Stored dataset items:
..............................
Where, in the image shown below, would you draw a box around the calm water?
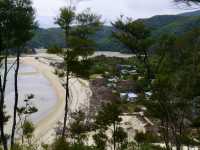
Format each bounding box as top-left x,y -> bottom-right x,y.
5,64 -> 57,124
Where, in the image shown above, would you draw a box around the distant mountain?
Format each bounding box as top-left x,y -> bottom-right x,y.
27,26 -> 128,52
27,9 -> 200,52
151,16 -> 200,36
180,10 -> 200,16
27,28 -> 65,48
141,10 -> 200,37
139,15 -> 186,29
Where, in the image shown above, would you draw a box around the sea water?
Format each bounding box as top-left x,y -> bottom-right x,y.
4,64 -> 57,130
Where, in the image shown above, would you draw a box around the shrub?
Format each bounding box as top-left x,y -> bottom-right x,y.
47,44 -> 63,54
22,121 -> 35,139
51,137 -> 69,150
135,132 -> 160,144
58,71 -> 65,78
54,69 -> 59,75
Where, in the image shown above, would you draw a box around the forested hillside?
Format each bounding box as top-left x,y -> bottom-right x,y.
27,9 -> 200,52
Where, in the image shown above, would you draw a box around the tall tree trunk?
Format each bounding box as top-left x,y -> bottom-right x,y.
62,69 -> 69,138
0,78 -> 8,150
143,50 -> 152,80
0,42 -> 8,150
61,26 -> 70,138
113,122 -> 116,150
3,50 -> 8,92
136,49 -> 152,81
11,49 -> 20,149
161,120 -> 171,150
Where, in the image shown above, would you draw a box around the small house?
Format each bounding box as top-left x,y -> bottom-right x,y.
107,77 -> 118,83
145,91 -> 152,100
120,92 -> 138,102
128,92 -> 138,101
117,64 -> 138,76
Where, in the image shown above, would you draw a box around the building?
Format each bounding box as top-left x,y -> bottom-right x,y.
120,92 -> 138,102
..............................
Requirement: Some of the data mentions "would". Copy every line where it does.

Solution to the exercise:
Where, in the image shown below, would you draw a box around the calm water?
Where, in the image shown above, would you draw a box around the distant mountain?
Where, in the image shown above, would you draw a box around the sea water?
Where, in the image shown above, would you draw a box around the shrub?
Where, in the image shown above, would you draw a box around the forested hillside?
Where, in the image shown above, would you draw a box around the tall tree trunk?
Where, in the image shown above, would you draw a box around the small house?
Where, in the image shown above, would you draw a box around the building?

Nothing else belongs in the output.